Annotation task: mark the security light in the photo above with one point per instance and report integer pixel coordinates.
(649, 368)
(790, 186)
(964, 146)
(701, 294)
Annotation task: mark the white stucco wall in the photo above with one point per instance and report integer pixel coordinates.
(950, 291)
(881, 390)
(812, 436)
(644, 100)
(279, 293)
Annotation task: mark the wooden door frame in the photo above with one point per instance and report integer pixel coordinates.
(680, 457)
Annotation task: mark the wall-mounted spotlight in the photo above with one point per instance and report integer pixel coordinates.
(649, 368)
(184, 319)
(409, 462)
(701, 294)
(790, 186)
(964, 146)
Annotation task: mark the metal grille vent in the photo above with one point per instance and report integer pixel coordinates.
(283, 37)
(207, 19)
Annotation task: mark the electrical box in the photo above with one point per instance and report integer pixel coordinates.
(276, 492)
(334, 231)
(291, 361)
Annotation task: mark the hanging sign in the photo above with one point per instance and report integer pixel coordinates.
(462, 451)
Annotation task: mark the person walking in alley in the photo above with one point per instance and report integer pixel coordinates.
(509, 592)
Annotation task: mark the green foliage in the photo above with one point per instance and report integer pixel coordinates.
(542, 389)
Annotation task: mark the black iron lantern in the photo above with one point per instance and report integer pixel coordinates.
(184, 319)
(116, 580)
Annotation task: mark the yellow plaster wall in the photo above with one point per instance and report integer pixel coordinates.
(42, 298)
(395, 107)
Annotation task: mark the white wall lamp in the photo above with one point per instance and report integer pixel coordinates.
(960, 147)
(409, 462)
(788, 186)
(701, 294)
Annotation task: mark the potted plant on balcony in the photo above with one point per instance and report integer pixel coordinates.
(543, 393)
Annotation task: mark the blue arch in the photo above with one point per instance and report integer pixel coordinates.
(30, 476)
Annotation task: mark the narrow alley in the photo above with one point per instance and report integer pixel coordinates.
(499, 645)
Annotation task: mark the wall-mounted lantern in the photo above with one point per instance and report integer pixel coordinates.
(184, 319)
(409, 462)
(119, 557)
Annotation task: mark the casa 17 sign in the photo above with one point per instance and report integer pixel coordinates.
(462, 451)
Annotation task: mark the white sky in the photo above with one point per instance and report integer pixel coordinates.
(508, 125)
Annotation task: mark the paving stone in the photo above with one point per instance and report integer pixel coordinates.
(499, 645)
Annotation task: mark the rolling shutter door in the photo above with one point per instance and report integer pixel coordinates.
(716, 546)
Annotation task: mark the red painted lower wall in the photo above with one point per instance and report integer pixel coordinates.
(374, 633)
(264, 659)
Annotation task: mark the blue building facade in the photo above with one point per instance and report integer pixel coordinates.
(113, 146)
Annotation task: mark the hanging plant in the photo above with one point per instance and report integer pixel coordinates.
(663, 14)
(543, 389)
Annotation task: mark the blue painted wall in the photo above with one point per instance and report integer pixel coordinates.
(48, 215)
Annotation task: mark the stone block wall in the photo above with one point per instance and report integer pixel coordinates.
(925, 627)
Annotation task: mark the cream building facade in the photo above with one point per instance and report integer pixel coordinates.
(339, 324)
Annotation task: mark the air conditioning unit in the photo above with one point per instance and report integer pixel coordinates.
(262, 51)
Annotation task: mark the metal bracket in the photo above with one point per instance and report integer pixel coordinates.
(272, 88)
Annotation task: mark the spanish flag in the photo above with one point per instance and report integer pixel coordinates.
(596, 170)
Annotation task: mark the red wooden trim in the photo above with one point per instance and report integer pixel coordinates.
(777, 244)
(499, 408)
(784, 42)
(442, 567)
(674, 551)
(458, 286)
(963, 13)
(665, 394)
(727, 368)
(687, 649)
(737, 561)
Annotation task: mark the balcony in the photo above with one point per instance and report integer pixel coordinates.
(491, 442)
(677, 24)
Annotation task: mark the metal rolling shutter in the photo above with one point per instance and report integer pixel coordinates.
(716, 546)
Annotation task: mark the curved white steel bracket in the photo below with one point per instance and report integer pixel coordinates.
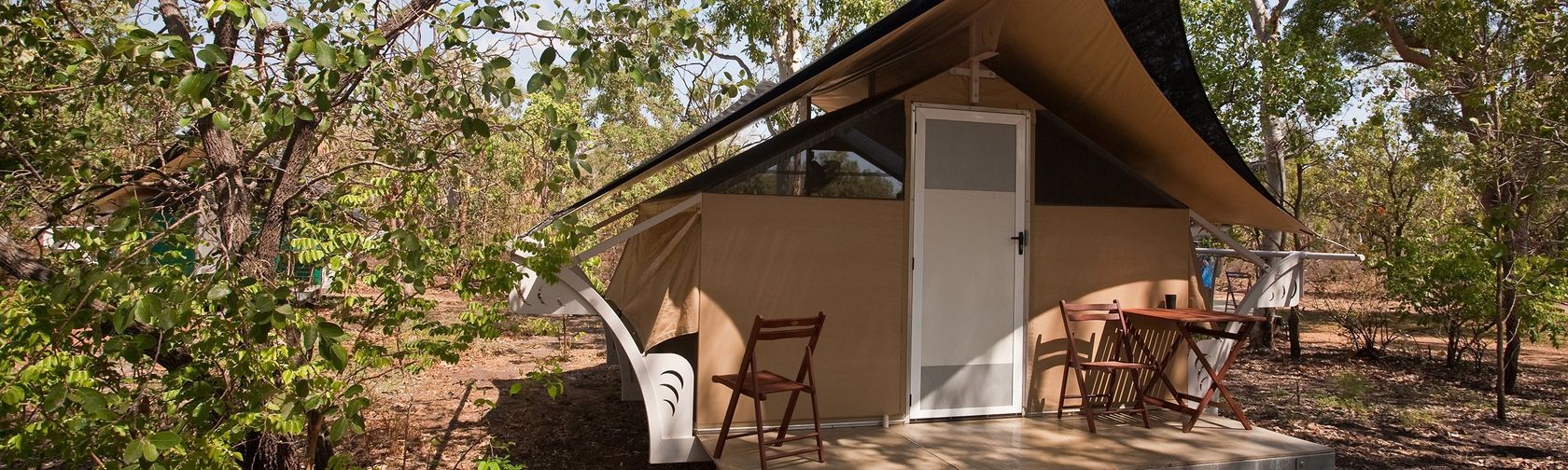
(666, 381)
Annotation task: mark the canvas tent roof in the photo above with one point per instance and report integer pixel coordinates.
(1118, 71)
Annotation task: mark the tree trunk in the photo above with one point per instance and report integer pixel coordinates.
(274, 216)
(1295, 333)
(1266, 30)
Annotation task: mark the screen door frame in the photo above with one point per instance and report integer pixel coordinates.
(1023, 121)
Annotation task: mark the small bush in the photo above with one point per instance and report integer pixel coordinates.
(1347, 391)
(539, 326)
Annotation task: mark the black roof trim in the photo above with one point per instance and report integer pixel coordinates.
(857, 43)
(1159, 38)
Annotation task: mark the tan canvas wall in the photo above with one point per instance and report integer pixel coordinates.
(954, 90)
(1098, 255)
(778, 256)
(656, 281)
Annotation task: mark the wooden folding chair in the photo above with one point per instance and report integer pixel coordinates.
(1122, 362)
(758, 384)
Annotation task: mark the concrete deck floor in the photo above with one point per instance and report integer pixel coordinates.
(1043, 442)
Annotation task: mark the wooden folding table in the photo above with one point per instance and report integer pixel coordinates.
(1201, 322)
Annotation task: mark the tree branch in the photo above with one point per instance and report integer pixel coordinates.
(1397, 38)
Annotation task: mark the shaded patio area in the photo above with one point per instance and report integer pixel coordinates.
(1044, 442)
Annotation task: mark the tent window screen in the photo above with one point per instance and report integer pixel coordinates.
(862, 159)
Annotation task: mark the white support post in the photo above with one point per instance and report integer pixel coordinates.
(1247, 255)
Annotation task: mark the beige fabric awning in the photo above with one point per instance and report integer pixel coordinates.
(1070, 55)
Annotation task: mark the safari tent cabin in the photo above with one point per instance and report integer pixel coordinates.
(971, 163)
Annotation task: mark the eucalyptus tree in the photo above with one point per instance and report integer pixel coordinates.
(1274, 85)
(159, 331)
(1491, 73)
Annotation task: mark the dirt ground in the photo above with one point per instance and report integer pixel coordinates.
(1407, 411)
(456, 416)
(1404, 411)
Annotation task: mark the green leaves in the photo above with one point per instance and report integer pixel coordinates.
(140, 450)
(333, 352)
(195, 85)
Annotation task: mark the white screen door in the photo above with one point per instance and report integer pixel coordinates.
(968, 303)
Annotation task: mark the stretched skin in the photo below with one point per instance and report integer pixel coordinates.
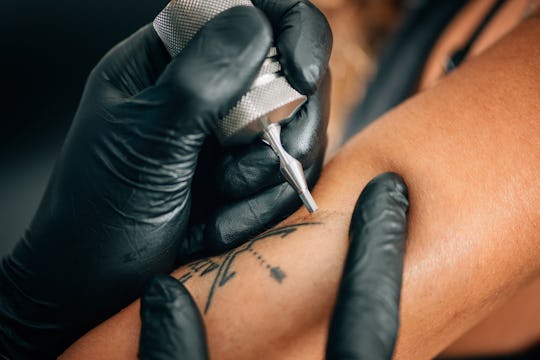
(468, 151)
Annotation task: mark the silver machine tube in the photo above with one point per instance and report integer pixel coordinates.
(270, 102)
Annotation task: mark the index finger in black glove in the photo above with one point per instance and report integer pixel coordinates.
(304, 41)
(303, 38)
(366, 315)
(172, 326)
(117, 206)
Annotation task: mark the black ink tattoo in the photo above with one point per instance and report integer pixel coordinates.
(222, 267)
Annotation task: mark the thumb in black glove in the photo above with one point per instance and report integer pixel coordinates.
(366, 315)
(117, 206)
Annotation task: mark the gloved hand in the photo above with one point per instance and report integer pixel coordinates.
(366, 316)
(248, 183)
(117, 207)
(171, 324)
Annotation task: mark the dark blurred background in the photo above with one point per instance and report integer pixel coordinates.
(47, 50)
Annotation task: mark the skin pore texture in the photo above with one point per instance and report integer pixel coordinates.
(468, 150)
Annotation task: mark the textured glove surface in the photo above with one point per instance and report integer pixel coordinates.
(117, 208)
(366, 316)
(249, 184)
(172, 326)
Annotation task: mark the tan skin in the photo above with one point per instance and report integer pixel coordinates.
(468, 149)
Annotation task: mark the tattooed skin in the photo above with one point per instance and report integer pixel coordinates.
(222, 268)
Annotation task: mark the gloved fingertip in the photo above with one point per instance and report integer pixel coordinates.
(171, 322)
(305, 45)
(385, 193)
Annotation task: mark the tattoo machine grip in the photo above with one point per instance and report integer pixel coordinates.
(271, 100)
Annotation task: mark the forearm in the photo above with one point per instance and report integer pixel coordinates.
(469, 153)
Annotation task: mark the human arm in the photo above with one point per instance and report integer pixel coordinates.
(468, 151)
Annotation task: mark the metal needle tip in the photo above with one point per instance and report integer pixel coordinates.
(290, 167)
(308, 201)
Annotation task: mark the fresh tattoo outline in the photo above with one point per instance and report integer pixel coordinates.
(222, 267)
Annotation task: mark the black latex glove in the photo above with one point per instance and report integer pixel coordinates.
(249, 184)
(366, 315)
(171, 324)
(117, 207)
(365, 321)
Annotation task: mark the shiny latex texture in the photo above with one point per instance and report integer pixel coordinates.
(248, 183)
(365, 321)
(172, 326)
(117, 207)
(366, 315)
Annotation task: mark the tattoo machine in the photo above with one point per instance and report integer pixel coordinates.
(270, 102)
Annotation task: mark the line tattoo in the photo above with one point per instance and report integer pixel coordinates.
(222, 270)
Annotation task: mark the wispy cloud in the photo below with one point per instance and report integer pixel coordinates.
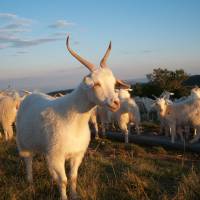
(61, 24)
(147, 51)
(10, 32)
(33, 42)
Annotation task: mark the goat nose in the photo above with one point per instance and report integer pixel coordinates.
(116, 102)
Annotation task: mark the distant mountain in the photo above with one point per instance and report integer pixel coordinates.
(192, 81)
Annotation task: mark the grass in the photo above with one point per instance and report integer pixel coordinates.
(109, 171)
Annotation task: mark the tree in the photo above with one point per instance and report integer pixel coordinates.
(164, 79)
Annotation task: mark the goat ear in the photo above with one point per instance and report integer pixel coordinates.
(122, 85)
(89, 83)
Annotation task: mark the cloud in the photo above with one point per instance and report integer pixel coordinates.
(61, 24)
(33, 42)
(14, 18)
(3, 46)
(147, 51)
(10, 32)
(8, 16)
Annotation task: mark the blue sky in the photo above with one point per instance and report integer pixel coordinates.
(145, 34)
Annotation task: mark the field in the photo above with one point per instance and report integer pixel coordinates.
(109, 171)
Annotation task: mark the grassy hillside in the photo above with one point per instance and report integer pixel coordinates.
(110, 171)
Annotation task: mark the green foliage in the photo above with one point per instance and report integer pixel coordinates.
(161, 80)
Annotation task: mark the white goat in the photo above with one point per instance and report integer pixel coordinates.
(58, 128)
(184, 113)
(8, 111)
(93, 122)
(127, 114)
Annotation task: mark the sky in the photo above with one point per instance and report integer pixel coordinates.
(145, 34)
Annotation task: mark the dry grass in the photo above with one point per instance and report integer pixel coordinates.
(110, 171)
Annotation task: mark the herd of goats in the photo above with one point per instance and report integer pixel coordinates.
(58, 127)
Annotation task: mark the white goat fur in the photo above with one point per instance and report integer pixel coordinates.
(58, 128)
(127, 114)
(8, 112)
(186, 112)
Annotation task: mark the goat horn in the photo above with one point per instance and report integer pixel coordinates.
(89, 65)
(104, 59)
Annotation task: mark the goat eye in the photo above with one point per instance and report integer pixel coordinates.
(97, 84)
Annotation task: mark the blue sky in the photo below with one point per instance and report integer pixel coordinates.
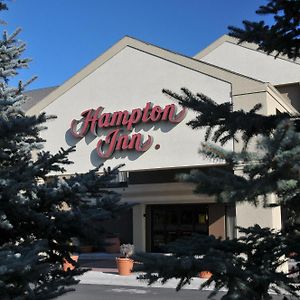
(63, 36)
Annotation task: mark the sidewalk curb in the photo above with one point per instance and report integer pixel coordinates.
(100, 278)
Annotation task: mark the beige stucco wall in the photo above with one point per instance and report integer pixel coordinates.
(129, 80)
(253, 63)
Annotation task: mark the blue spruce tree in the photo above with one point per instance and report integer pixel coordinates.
(248, 266)
(40, 214)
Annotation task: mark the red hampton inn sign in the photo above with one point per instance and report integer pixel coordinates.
(93, 121)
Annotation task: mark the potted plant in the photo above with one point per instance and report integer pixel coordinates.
(205, 274)
(124, 262)
(68, 266)
(112, 243)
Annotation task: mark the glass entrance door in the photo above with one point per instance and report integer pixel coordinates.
(170, 222)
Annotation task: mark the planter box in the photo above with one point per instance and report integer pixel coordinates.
(125, 265)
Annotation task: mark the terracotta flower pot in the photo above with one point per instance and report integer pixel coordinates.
(113, 245)
(86, 249)
(125, 265)
(67, 265)
(205, 274)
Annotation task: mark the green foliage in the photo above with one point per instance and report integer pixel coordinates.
(246, 266)
(41, 214)
(282, 36)
(250, 265)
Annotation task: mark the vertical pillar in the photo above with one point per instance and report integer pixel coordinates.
(216, 218)
(248, 215)
(139, 227)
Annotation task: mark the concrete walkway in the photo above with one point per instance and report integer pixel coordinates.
(104, 271)
(103, 278)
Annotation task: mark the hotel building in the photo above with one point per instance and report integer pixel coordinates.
(114, 111)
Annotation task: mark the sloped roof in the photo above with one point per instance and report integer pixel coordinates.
(232, 40)
(35, 96)
(240, 83)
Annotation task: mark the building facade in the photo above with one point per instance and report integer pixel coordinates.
(115, 113)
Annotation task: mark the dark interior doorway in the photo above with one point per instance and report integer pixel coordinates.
(166, 223)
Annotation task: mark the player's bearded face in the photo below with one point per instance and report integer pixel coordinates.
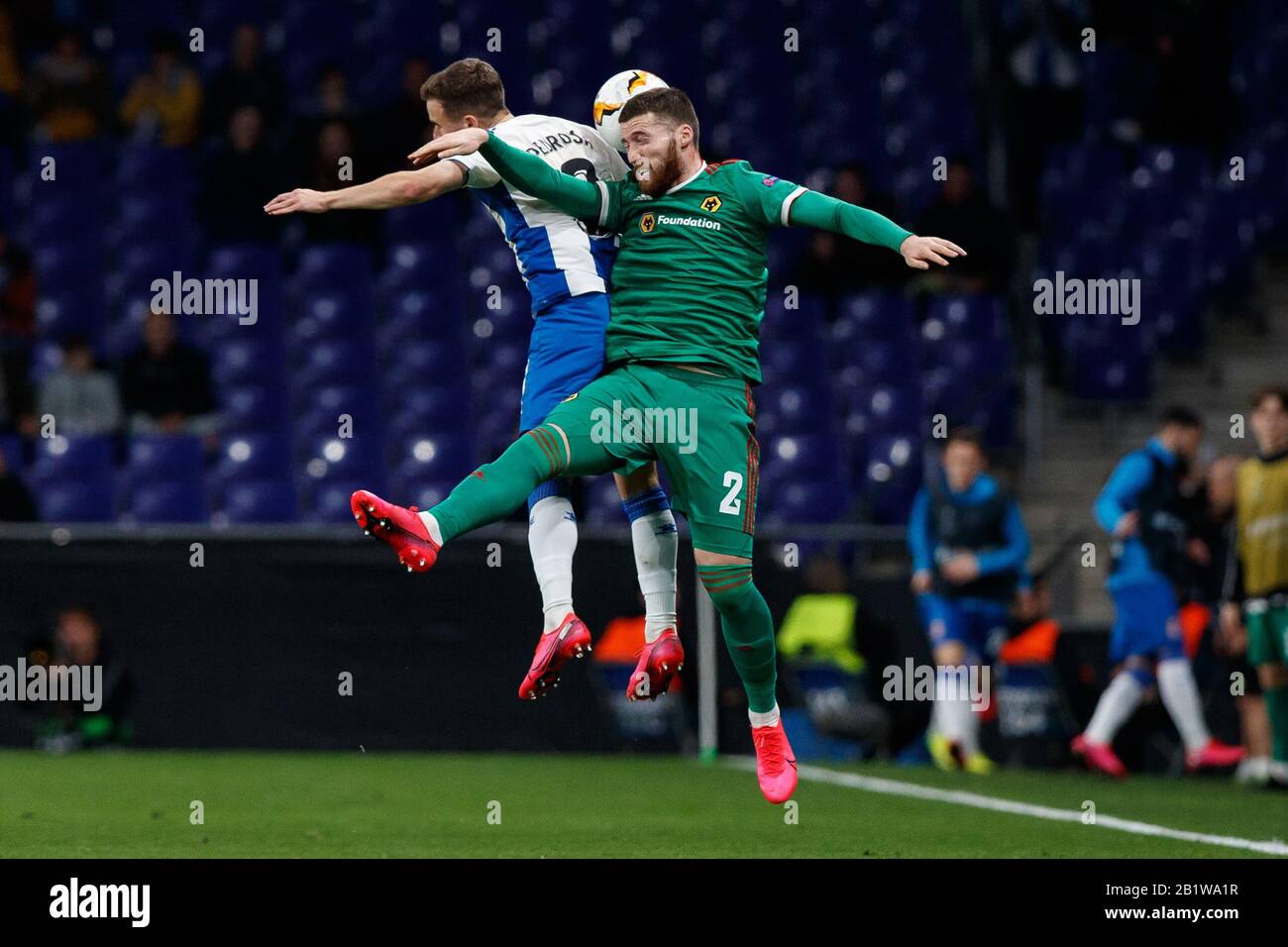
(661, 171)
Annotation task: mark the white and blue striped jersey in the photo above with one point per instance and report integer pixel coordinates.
(557, 256)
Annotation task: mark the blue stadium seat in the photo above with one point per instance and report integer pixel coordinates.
(802, 457)
(894, 476)
(256, 457)
(434, 457)
(344, 268)
(966, 317)
(163, 457)
(259, 501)
(330, 316)
(168, 501)
(241, 361)
(803, 501)
(75, 501)
(80, 458)
(331, 363)
(249, 407)
(13, 453)
(797, 410)
(870, 316)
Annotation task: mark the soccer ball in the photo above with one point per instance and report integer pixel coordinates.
(613, 94)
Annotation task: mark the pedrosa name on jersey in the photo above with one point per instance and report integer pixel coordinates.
(544, 146)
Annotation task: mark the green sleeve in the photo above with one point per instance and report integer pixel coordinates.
(528, 172)
(811, 209)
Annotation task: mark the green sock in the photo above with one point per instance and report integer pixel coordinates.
(1276, 709)
(496, 489)
(747, 628)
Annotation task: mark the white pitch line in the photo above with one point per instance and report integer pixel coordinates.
(894, 788)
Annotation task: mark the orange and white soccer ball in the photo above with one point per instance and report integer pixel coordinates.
(613, 94)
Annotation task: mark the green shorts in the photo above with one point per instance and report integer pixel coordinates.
(699, 427)
(1267, 633)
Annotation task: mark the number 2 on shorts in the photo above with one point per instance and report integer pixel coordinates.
(732, 504)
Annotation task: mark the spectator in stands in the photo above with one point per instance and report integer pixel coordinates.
(16, 501)
(78, 643)
(835, 266)
(239, 171)
(163, 105)
(17, 292)
(1043, 94)
(67, 91)
(333, 154)
(249, 78)
(965, 213)
(166, 384)
(81, 398)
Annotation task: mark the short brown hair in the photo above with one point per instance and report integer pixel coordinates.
(965, 434)
(671, 105)
(468, 86)
(1270, 392)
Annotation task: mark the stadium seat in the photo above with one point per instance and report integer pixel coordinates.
(163, 457)
(259, 501)
(256, 457)
(75, 501)
(80, 458)
(168, 501)
(245, 408)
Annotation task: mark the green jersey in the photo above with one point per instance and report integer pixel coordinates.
(691, 272)
(690, 278)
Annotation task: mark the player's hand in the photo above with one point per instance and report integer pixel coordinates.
(919, 253)
(300, 200)
(1127, 525)
(464, 142)
(961, 569)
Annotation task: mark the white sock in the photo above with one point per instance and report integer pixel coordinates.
(1115, 706)
(553, 540)
(656, 541)
(953, 716)
(768, 719)
(436, 532)
(1181, 698)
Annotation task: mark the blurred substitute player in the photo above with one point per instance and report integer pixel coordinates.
(1258, 566)
(969, 554)
(688, 292)
(566, 268)
(1140, 506)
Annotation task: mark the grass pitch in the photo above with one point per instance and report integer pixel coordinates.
(411, 805)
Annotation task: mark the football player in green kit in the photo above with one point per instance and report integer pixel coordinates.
(687, 296)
+++++
* [CHALLENGE]: Copy exactly the lines above, from the one containing "Annotation task: mark the white sock" through the very last line.

* [TASK RESPONSE]:
Annotation task: mark the white sock in the photo above with one point per instance and report integer pixel coordinates.
(1115, 706)
(553, 540)
(656, 541)
(953, 716)
(768, 719)
(436, 532)
(1181, 698)
Annotation task: mark the blurred substitute player in the photo above with one point per instance and report integer pixel coordinates.
(1258, 566)
(969, 554)
(688, 292)
(566, 268)
(1140, 506)
Annotation task: mark the grass pitch in the photo above with one point per instance and report integer pixel coordinates.
(411, 805)
Annotation task: mark the football player in green kit in the photo above with one point per instance and report integer pixel coordinates.
(687, 296)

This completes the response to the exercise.